● **Instruction**
In the material below, substitute "marker point" for every occurrence of "keypoint" and reproduce the text otherwise unchanged. Omit the pictures from your answer.

Named object pointing entries

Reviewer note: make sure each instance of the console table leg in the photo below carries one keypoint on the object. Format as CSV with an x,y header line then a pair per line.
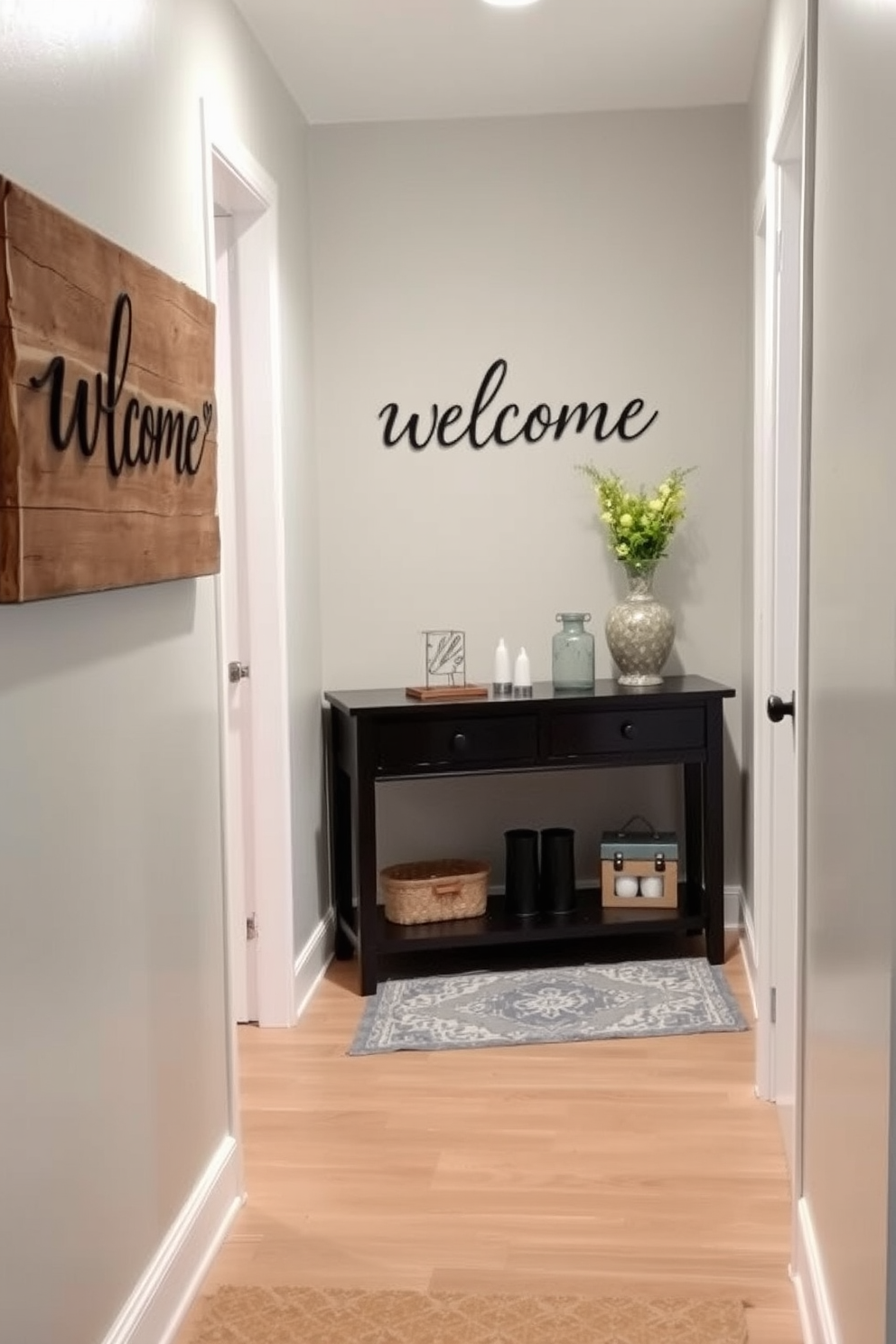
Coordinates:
x,y
714,836
364,854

● **Solution to this exercise**
Reviewer note: make sure each instance of the console table leg in the photo below carries one marker point on the object. Format as CSV with an x,y header line then a pair per line.
Coordinates:
x,y
714,836
364,854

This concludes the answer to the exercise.